(DATASET ROWS)
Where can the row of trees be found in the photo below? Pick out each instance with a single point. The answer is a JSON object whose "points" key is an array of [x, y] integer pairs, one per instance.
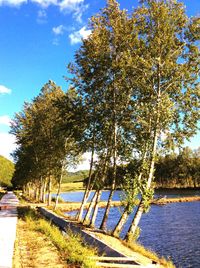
{"points": [[135, 92]]}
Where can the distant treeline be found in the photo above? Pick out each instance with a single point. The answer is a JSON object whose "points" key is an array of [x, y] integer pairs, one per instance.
{"points": [[75, 176], [180, 170]]}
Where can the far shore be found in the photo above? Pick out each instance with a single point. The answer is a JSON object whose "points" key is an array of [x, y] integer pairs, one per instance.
{"points": [[69, 206]]}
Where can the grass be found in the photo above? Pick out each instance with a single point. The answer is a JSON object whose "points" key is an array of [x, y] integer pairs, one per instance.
{"points": [[136, 247], [70, 246]]}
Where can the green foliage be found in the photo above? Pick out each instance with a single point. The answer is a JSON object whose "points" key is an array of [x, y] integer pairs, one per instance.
{"points": [[6, 171]]}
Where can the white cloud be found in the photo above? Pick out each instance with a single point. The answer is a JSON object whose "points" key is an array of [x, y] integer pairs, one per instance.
{"points": [[42, 16], [45, 3], [85, 163], [5, 120], [7, 144], [77, 36], [3, 89], [76, 7], [15, 3], [59, 30], [70, 5]]}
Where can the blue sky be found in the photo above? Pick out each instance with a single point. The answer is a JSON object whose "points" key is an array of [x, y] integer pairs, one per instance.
{"points": [[38, 38]]}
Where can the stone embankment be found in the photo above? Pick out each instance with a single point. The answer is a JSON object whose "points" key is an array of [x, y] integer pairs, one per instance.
{"points": [[165, 200], [8, 222], [110, 257]]}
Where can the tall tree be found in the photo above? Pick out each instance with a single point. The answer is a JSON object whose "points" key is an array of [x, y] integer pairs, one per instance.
{"points": [[170, 67]]}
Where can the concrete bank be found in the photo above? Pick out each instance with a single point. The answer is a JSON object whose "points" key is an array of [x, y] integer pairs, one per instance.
{"points": [[8, 222], [90, 239]]}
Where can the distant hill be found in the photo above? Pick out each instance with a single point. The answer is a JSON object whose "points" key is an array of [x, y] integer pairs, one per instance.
{"points": [[6, 171]]}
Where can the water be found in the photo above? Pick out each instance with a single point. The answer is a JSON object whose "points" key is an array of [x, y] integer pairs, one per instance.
{"points": [[78, 196], [172, 230]]}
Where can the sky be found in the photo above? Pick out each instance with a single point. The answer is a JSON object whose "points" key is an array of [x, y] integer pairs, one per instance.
{"points": [[38, 38]]}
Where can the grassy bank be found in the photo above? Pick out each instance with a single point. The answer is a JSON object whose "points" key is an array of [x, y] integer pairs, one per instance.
{"points": [[38, 235]]}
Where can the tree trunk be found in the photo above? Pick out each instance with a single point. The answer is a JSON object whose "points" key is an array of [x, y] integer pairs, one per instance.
{"points": [[121, 222], [140, 209], [105, 217], [93, 219], [59, 187], [49, 192], [44, 191], [91, 206], [87, 190]]}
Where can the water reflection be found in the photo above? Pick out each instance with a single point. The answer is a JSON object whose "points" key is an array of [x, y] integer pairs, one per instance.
{"points": [[170, 230]]}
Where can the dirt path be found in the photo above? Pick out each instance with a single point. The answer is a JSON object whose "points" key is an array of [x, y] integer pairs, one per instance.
{"points": [[34, 250]]}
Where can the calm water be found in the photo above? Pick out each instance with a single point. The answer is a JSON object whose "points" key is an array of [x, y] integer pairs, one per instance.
{"points": [[172, 230]]}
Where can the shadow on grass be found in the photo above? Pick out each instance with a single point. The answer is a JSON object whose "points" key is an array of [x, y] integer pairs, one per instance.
{"points": [[24, 212]]}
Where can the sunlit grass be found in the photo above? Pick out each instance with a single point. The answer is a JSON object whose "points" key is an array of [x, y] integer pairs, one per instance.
{"points": [[149, 254], [71, 246]]}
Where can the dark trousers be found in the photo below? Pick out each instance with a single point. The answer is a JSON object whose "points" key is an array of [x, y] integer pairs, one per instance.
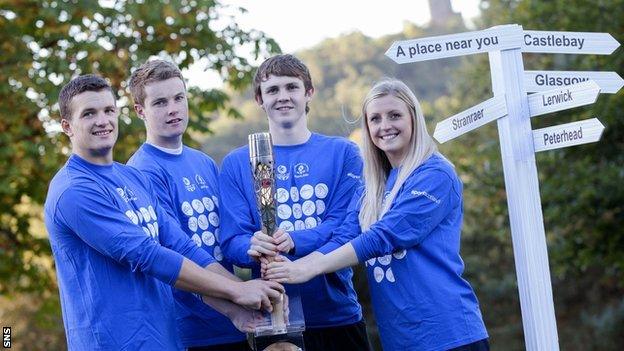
{"points": [[481, 345], [350, 337], [237, 346]]}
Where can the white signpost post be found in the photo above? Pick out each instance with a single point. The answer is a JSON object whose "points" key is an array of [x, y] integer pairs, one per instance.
{"points": [[512, 109], [534, 81]]}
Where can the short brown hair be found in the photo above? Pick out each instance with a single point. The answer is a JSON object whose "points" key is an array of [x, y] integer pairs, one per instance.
{"points": [[149, 72], [282, 65], [78, 85]]}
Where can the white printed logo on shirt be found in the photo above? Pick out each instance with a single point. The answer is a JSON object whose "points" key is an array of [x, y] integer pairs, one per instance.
{"points": [[384, 269]]}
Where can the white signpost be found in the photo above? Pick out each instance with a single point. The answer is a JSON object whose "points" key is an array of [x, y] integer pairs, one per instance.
{"points": [[470, 119], [563, 98], [534, 81], [569, 134], [512, 109], [569, 42]]}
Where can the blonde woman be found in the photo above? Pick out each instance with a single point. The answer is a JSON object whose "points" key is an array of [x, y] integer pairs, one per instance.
{"points": [[405, 223]]}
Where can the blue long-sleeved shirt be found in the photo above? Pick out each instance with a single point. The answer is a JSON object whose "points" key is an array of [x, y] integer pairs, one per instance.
{"points": [[186, 185], [114, 248], [314, 184], [420, 300]]}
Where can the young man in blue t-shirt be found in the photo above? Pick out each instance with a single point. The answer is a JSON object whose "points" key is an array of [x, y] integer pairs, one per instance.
{"points": [[316, 176], [115, 247], [185, 181]]}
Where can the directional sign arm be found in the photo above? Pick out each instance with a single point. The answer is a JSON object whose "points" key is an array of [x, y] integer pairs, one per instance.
{"points": [[470, 119], [496, 38], [563, 98], [568, 42], [569, 134], [536, 81]]}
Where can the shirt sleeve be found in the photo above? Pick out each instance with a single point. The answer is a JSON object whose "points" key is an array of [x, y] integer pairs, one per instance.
{"points": [[425, 200], [308, 240], [237, 221], [350, 227], [104, 227]]}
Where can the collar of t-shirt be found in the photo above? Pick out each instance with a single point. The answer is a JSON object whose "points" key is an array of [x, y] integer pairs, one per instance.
{"points": [[176, 151]]}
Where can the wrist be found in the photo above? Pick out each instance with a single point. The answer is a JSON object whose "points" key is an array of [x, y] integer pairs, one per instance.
{"points": [[232, 290]]}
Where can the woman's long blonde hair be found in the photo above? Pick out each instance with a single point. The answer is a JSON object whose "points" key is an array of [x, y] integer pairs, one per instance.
{"points": [[376, 163]]}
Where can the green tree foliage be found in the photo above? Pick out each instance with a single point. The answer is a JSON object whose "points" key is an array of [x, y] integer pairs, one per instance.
{"points": [[343, 70], [44, 44]]}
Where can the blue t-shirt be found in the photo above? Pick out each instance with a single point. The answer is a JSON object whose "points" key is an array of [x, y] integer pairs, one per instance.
{"points": [[114, 248], [186, 185], [420, 300], [314, 184]]}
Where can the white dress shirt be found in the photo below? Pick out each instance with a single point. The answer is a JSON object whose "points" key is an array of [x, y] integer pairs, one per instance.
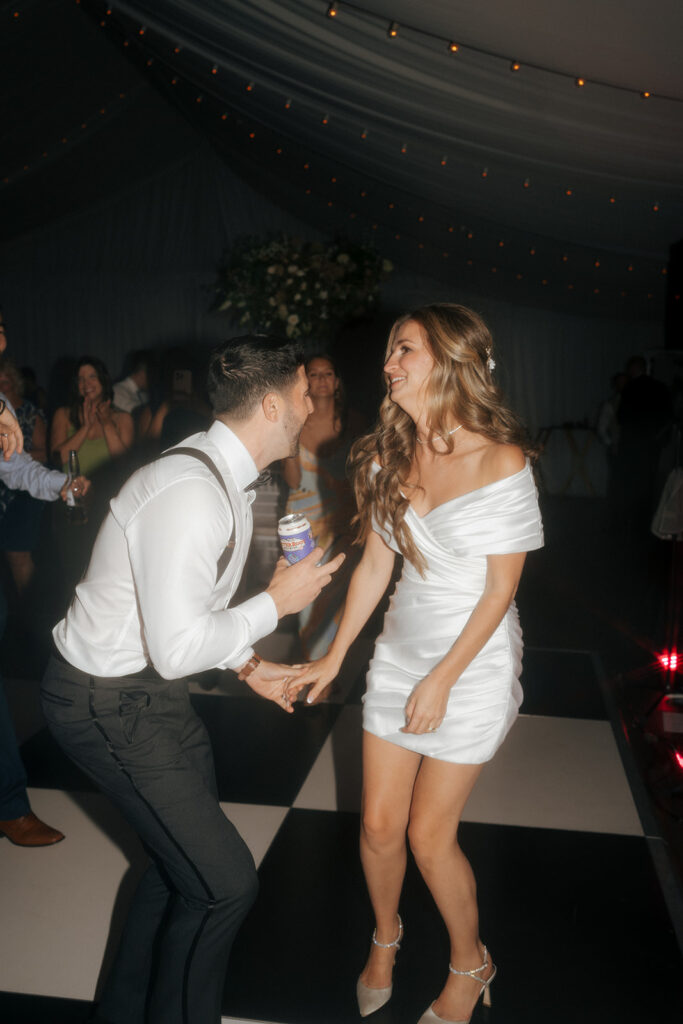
{"points": [[20, 472], [150, 594]]}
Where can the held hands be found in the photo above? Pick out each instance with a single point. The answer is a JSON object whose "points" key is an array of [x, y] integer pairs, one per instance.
{"points": [[80, 486], [426, 706], [294, 587], [270, 680], [319, 674], [11, 438]]}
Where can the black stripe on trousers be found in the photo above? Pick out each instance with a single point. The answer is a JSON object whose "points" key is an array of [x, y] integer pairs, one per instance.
{"points": [[212, 899]]}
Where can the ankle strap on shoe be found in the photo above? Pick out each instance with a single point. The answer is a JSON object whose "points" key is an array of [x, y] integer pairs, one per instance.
{"points": [[475, 971], [396, 941]]}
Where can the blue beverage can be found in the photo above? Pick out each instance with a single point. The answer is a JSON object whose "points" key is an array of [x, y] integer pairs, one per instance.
{"points": [[296, 537]]}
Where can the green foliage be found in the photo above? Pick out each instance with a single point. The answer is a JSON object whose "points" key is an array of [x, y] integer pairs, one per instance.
{"points": [[297, 288]]}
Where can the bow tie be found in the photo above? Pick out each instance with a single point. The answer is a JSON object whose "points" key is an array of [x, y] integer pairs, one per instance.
{"points": [[262, 478]]}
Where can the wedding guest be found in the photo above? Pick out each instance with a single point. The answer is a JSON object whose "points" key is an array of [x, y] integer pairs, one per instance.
{"points": [[319, 489], [18, 470], [20, 513], [155, 606], [89, 424], [132, 391], [444, 480]]}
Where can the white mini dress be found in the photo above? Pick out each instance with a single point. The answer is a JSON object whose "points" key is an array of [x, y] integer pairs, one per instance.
{"points": [[427, 613]]}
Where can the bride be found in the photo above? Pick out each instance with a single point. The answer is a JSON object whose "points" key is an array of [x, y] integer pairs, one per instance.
{"points": [[444, 480]]}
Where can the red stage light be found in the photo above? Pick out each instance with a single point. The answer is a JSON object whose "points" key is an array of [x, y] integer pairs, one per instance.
{"points": [[669, 660]]}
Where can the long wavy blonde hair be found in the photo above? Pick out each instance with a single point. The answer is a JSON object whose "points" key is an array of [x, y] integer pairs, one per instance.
{"points": [[460, 387]]}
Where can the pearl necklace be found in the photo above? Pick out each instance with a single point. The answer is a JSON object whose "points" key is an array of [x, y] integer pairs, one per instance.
{"points": [[442, 436]]}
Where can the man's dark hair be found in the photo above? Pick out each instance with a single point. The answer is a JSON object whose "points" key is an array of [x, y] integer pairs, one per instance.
{"points": [[243, 370]]}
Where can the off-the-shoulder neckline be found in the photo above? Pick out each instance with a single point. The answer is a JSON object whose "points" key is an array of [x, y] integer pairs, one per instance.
{"points": [[468, 494]]}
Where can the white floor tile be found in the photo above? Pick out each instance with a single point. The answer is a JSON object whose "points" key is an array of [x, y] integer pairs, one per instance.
{"points": [[334, 781], [58, 903], [550, 773], [556, 773]]}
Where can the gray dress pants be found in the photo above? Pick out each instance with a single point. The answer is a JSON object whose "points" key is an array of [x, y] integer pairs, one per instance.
{"points": [[140, 740]]}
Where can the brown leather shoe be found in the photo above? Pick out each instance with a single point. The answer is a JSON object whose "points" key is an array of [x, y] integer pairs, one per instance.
{"points": [[30, 830]]}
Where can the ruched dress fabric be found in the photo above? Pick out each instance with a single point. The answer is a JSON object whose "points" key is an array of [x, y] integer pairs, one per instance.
{"points": [[427, 613]]}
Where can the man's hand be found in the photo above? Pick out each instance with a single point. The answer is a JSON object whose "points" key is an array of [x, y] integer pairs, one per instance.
{"points": [[294, 587], [269, 680], [11, 438], [80, 486]]}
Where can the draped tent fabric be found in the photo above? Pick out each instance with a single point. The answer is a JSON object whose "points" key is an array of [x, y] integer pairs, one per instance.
{"points": [[112, 240], [435, 123], [140, 267]]}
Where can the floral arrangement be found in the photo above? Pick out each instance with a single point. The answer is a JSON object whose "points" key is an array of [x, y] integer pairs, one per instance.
{"points": [[301, 289]]}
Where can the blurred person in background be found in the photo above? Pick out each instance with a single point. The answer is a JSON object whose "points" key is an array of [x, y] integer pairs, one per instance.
{"points": [[319, 489]]}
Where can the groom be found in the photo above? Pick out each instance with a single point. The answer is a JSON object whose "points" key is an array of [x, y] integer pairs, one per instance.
{"points": [[153, 608]]}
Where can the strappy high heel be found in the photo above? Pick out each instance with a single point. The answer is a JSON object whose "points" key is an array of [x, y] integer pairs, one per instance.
{"points": [[371, 999], [430, 1017]]}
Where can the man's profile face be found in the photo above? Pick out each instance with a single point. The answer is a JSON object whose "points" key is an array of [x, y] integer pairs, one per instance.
{"points": [[297, 410]]}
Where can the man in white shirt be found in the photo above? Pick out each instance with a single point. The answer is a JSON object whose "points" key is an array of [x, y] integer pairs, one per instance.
{"points": [[157, 593]]}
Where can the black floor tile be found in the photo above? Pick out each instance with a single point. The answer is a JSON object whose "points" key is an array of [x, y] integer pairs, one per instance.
{"points": [[575, 923], [561, 683], [262, 756]]}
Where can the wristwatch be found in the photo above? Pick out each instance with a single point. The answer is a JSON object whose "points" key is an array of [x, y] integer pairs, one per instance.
{"points": [[249, 667]]}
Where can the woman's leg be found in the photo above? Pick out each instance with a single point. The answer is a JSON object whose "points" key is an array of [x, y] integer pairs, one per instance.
{"points": [[440, 793], [388, 777]]}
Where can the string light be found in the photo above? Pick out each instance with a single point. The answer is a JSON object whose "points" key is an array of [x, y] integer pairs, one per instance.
{"points": [[515, 65]]}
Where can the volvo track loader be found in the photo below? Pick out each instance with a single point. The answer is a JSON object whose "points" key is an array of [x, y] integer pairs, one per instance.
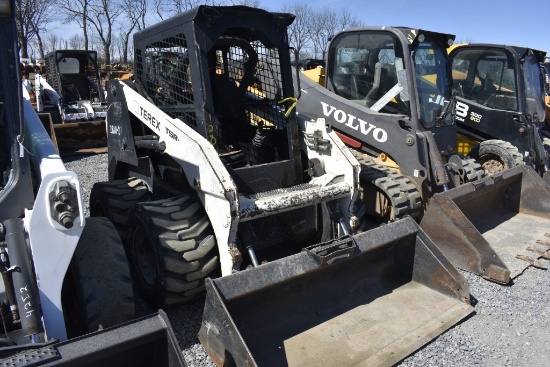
{"points": [[216, 184], [500, 106], [71, 103], [387, 92], [63, 276]]}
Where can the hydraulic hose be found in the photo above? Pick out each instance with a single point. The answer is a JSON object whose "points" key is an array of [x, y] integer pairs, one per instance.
{"points": [[24, 282], [438, 168]]}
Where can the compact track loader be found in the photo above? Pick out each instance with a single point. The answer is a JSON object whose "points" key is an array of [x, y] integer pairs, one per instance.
{"points": [[63, 275], [70, 102], [388, 93], [500, 106], [216, 184]]}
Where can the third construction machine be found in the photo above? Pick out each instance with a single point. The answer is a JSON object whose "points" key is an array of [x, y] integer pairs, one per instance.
{"points": [[388, 92], [215, 183], [500, 106], [71, 103]]}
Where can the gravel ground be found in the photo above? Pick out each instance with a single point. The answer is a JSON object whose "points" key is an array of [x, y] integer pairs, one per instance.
{"points": [[509, 326]]}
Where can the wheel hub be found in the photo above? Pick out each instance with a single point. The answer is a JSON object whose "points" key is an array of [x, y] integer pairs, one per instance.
{"points": [[493, 166]]}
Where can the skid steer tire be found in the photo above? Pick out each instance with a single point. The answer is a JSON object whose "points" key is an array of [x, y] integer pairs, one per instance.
{"points": [[97, 291], [116, 199], [172, 249], [496, 156]]}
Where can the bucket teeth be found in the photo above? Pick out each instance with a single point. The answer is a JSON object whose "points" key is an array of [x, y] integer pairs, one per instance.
{"points": [[534, 262], [544, 243]]}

(WORK TO COMPLETE)
Starting at the line that contains "Where can the gravel", output each remaining line of the listing, the last line included, exactly as it appears.

(TASK ANSWER)
Where can the gravel ground be found in the photo above? Pick out each instance with a single point. The answer is a JSON object whose "points" key is an array of [x, y] integer pairs, one per instance.
{"points": [[509, 326]]}
Where can the wheel hub be found in the photo above? Pick out each instance with a single point. The answer is a JSON object whose "points" key is an array of [x, y] integer pairs, one per instance.
{"points": [[493, 166]]}
Where can the skid steer tire be found in the photo above? Pick out each instance with a single point. The answer is a JSON object whose "points" key is an array of [x, y] integer pairs, one per instance.
{"points": [[97, 291], [116, 199], [172, 249], [496, 156]]}
Where can the bucket teeth be found in the photo above? Pick out each instance with a single point. The answer is a JSON object whose "points" key is an array of [x, y] integer pairs, one per instance.
{"points": [[534, 262], [544, 243]]}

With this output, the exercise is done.